*** Data for this task ***

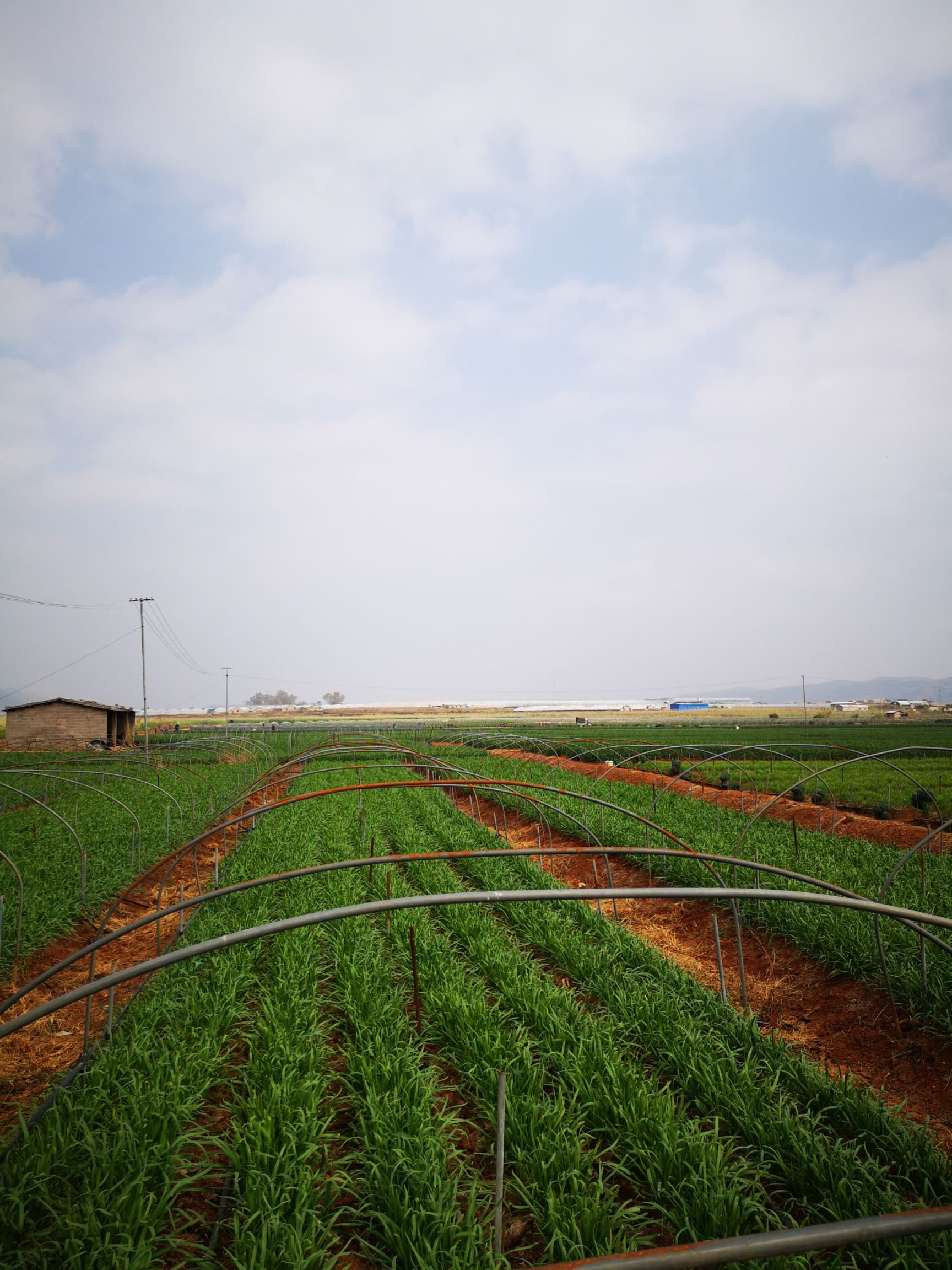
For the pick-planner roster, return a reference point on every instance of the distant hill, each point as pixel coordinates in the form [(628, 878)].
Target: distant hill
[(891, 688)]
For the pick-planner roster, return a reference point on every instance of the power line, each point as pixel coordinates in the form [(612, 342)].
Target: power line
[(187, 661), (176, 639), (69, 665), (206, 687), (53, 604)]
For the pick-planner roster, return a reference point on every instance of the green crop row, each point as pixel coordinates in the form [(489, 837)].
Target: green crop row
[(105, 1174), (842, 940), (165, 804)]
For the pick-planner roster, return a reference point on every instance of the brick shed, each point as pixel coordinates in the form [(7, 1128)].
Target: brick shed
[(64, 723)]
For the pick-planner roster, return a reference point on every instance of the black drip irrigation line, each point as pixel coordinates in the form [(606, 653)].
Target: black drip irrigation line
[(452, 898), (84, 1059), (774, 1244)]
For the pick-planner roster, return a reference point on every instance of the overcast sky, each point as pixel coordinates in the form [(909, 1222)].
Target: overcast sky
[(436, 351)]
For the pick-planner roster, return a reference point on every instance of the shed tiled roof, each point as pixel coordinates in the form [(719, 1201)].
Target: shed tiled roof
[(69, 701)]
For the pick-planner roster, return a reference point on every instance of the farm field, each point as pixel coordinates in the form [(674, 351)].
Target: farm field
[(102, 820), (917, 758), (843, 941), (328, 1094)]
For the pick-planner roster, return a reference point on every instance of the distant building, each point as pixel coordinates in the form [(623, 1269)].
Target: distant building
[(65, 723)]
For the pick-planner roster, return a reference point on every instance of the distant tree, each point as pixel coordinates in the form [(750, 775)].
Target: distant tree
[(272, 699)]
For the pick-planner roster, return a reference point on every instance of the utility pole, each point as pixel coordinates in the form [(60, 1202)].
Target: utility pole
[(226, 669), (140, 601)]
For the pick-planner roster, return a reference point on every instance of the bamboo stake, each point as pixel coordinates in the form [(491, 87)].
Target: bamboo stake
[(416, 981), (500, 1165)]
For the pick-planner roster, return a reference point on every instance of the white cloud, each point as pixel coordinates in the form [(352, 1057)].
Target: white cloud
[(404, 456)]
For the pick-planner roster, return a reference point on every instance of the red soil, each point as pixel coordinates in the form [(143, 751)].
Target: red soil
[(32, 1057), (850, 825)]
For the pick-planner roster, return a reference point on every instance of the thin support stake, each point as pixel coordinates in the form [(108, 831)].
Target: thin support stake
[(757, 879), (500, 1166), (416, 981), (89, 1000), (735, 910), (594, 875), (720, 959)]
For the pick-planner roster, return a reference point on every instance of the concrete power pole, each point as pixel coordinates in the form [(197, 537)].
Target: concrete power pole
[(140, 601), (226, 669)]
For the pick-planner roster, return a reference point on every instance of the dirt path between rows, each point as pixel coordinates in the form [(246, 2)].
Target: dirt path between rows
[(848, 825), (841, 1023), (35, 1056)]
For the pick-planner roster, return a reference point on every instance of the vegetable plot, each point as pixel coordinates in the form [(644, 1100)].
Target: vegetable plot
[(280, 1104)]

***

Problem description: Copy out the records word for word, from the line containing "form [(750, 775)]." down through the line containing "[(272, 699)]".

Complete response:
For the pick-planner roster, return a reference point on every instance of the distant tree, each point as pixel coordinates in the form [(750, 775)].
Target: distant tree
[(272, 699)]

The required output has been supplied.